START PASSAGE

House debates

Tuesday, 1 June 2021

Matters of Public Importance

COVID-19: Vaccination

4:01 pm

Photo of Libby CokerLibby Coker (Corangamite, Australian Labor Party) Share this | Hansard source

Today the people of Victoria, including all those in my electorate of Corangamite, remain in lockdown. Each day, we've seen a rising number of COVID cases and great uncertainty about when the lockdown will end. I stand with my fellow Victorians at this time of great anxiety, frustration, loneliness and heartbreak, and self-sacrifice, and urge you to stay strong. We will get through this, but it will be with little help from the complacent Morrison government that refuses to help Victorian workers and struggling businesses during this lockdown. Once again, it's the Daniel Andrews government that has stepped up and announced $250 million to support Victorians.

END PASSAGE

■ TASK TO COMPLETE
Continue the House speech on the Victorian lockdown and COVID-19 vaccination from where it stops.

START DATA FOR ANALYSIS

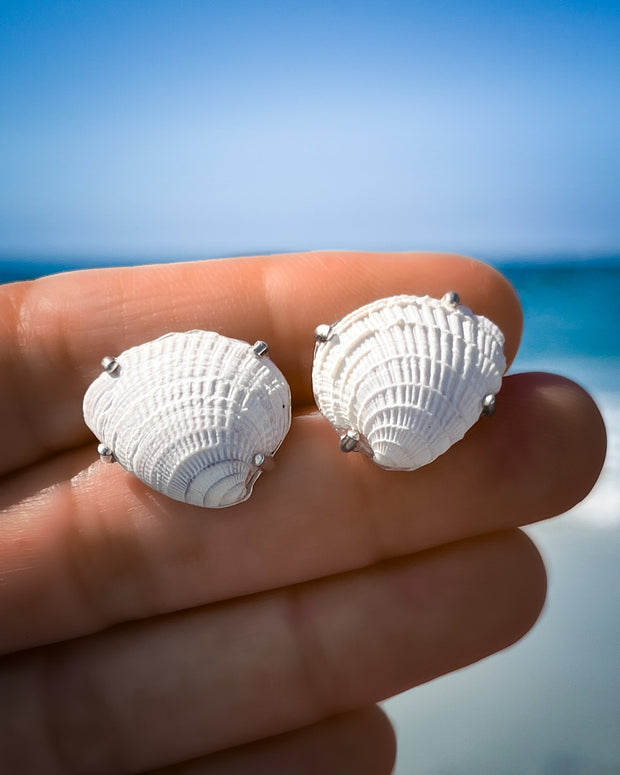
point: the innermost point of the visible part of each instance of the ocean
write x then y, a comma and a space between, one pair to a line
550, 705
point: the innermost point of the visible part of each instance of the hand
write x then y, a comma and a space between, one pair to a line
141, 633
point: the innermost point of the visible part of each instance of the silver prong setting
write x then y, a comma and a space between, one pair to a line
349, 441
106, 454
324, 332
452, 299
260, 349
489, 402
110, 365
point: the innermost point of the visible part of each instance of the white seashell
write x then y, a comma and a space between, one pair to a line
193, 415
404, 378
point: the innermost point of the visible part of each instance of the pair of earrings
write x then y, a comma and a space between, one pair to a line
197, 415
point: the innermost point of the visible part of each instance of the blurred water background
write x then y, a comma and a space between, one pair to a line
169, 130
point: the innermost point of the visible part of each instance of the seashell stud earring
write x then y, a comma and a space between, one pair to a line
404, 378
194, 415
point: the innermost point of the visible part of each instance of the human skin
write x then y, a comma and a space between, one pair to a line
140, 634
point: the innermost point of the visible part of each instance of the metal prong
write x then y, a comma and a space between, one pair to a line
323, 333
488, 405
109, 364
349, 441
260, 348
106, 454
452, 298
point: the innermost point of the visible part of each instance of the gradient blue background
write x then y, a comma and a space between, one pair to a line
183, 129
134, 131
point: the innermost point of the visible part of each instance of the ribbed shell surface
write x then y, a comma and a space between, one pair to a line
188, 413
409, 374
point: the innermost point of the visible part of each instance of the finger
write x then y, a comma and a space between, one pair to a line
103, 549
54, 332
163, 691
361, 742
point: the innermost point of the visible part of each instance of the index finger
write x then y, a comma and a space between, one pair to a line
54, 331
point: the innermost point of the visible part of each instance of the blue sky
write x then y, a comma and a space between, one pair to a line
184, 129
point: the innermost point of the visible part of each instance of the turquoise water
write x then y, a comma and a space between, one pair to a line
551, 704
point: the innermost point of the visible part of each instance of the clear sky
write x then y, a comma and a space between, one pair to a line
175, 129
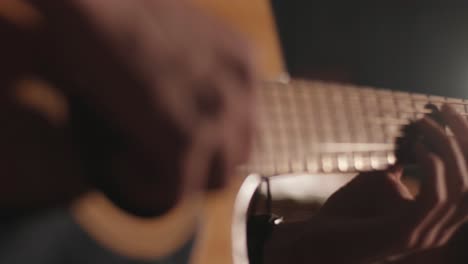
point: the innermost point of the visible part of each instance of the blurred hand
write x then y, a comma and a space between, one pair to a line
374, 216
160, 96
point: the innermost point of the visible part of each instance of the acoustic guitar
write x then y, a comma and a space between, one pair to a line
307, 130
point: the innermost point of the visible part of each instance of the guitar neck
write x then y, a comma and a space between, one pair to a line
323, 127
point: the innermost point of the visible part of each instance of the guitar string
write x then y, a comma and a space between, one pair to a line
283, 103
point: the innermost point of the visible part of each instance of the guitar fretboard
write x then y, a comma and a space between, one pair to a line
322, 127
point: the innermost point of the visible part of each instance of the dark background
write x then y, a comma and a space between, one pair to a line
410, 45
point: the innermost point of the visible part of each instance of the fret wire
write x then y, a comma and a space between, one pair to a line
399, 108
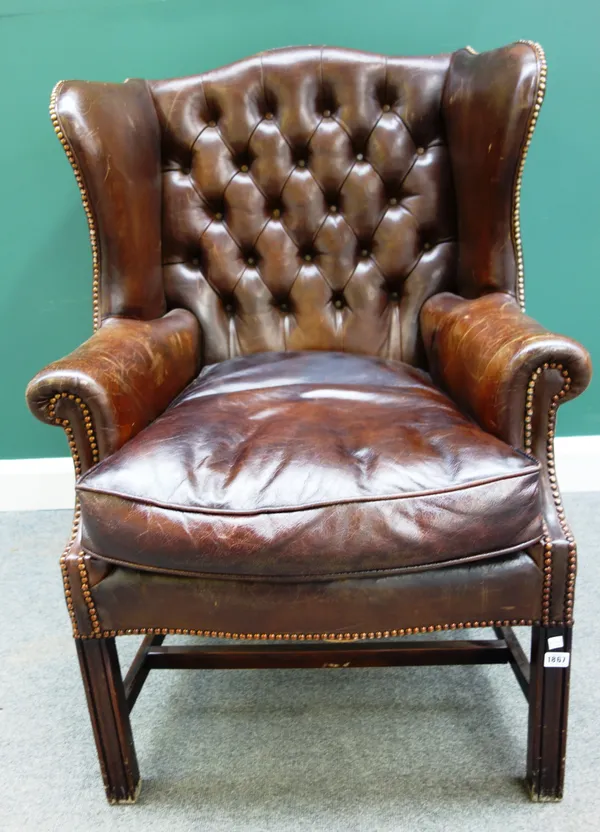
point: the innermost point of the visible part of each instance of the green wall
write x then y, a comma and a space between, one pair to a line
45, 289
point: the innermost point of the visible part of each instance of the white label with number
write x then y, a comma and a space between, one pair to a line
556, 659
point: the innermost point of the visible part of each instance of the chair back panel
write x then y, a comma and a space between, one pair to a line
307, 201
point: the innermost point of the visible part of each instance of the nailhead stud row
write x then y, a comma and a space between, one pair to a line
86, 205
546, 540
516, 211
89, 428
87, 594
166, 631
65, 572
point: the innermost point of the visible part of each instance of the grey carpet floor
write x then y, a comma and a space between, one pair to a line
413, 749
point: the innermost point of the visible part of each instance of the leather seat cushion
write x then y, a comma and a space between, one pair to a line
309, 465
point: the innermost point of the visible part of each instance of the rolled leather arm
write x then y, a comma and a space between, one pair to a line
489, 357
117, 382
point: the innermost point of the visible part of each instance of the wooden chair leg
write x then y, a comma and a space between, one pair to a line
110, 718
548, 706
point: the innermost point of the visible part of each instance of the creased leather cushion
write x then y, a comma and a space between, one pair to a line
306, 465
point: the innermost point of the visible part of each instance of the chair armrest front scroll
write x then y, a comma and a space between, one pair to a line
491, 358
511, 375
117, 382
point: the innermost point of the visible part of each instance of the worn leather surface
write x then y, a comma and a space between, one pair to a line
488, 101
308, 464
127, 373
241, 196
113, 133
483, 352
507, 588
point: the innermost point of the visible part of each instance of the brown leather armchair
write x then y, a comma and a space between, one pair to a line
313, 416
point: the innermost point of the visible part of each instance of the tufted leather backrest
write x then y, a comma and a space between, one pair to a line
307, 201
305, 198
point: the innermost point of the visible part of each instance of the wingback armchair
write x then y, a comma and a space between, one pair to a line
313, 417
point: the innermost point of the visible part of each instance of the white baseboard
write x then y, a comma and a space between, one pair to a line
36, 484
41, 484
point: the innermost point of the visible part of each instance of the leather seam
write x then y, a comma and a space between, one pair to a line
310, 507
323, 576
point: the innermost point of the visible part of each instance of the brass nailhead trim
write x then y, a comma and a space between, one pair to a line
86, 205
65, 573
546, 541
170, 631
64, 423
87, 421
85, 588
516, 211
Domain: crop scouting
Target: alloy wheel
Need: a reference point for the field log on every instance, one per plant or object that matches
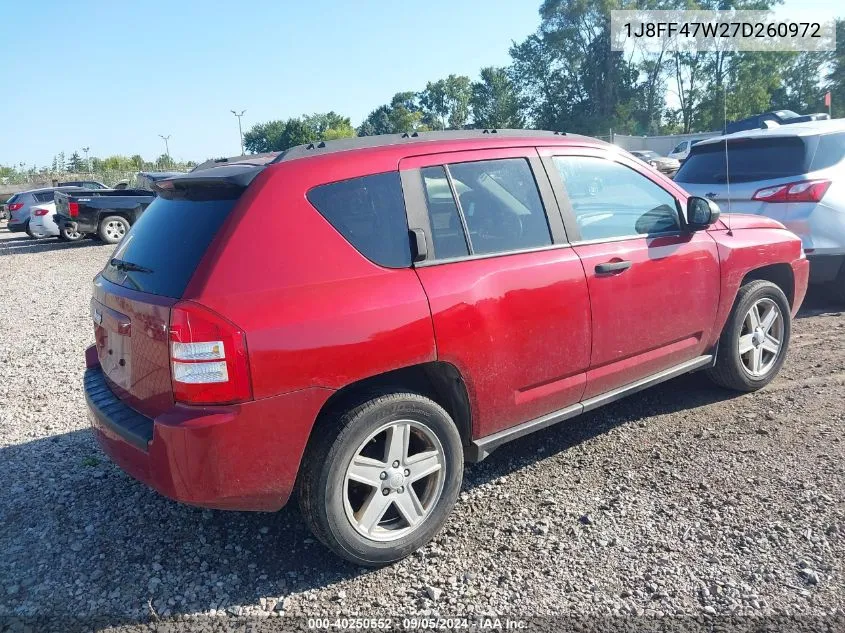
(761, 338)
(115, 230)
(394, 480)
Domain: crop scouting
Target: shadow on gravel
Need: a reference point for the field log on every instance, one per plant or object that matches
(75, 520)
(817, 302)
(25, 245)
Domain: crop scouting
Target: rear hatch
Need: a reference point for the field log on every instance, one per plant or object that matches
(135, 294)
(753, 164)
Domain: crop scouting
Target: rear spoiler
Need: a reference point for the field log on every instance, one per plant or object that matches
(227, 181)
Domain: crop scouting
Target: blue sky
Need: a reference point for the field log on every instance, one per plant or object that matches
(113, 76)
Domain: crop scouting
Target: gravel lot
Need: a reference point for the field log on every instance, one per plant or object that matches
(682, 500)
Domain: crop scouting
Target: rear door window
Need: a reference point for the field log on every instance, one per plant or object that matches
(166, 245)
(749, 159)
(447, 231)
(370, 213)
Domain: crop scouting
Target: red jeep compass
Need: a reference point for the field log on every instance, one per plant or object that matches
(355, 319)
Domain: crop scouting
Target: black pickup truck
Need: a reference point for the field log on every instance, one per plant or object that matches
(106, 213)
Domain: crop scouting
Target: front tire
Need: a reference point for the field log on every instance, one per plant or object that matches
(112, 229)
(755, 340)
(382, 482)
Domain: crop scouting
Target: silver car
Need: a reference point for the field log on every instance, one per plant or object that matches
(794, 174)
(20, 206)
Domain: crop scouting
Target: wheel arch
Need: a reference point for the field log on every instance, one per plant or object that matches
(438, 380)
(779, 274)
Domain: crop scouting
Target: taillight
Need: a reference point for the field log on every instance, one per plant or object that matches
(802, 191)
(208, 357)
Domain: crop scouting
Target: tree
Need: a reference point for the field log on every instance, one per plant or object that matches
(377, 122)
(264, 137)
(75, 164)
(445, 102)
(402, 114)
(495, 102)
(566, 73)
(835, 79)
(276, 136)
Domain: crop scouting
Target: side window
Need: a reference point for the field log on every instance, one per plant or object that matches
(447, 232)
(610, 200)
(501, 205)
(370, 213)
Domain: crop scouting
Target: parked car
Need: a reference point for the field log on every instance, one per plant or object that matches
(773, 119)
(21, 204)
(663, 164)
(354, 320)
(85, 184)
(106, 213)
(682, 150)
(794, 174)
(42, 220)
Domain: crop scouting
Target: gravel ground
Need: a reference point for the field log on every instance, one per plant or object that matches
(681, 500)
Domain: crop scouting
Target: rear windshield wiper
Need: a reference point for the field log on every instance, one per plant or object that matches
(129, 266)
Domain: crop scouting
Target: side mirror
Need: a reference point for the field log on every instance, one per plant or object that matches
(701, 213)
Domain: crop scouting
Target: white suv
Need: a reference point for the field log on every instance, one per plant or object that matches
(794, 174)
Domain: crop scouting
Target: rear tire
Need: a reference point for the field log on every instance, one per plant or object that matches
(112, 228)
(755, 340)
(356, 499)
(68, 235)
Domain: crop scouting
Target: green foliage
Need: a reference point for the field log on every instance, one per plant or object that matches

END DATA FOR ANALYSIS

■ REPLY
But this dangerous complacency is not just about the Morrison government's failure to implement safe quarantine facilities. It's also about the woeful vaccine rollout. We are not even in the top 100 countries when it comes to vaccination rollouts. It's a scandal that, while all residents of aged care were promised full vaccination by Easter, there remain several hundred aged-care facilities in Victoria that have only received one dose; they need two. The result of such negligence is a fourth lockdown for people in Victoria, with students missing school, parents homeschooling, businesses struggling without the support of the federal government, and high levels of stress and heartbreak. Aged-care workers have contracted the virus because they've had to work at multiple facilities. It's been 463 days since the first domestic case of COVID-19. There are no excuses for the government's inaction.

This latest outbreak comes from interstate hotel quarantine. It's the 17th outbreak of its kind. Hotels aren't designed for quarantine. They're designed for tourists. In October last year, the Prime Minister was handed a report by the former Health secretary, Jane Halton. The report was the National review of hotel quarantine. It outlined serious concerns about the potential for aerosol transmissions in hotels and poor ventilation in hotels—built for tourism, not medical quarantine. This was an issue that needed to be resolved. Several months later, nothing has changed.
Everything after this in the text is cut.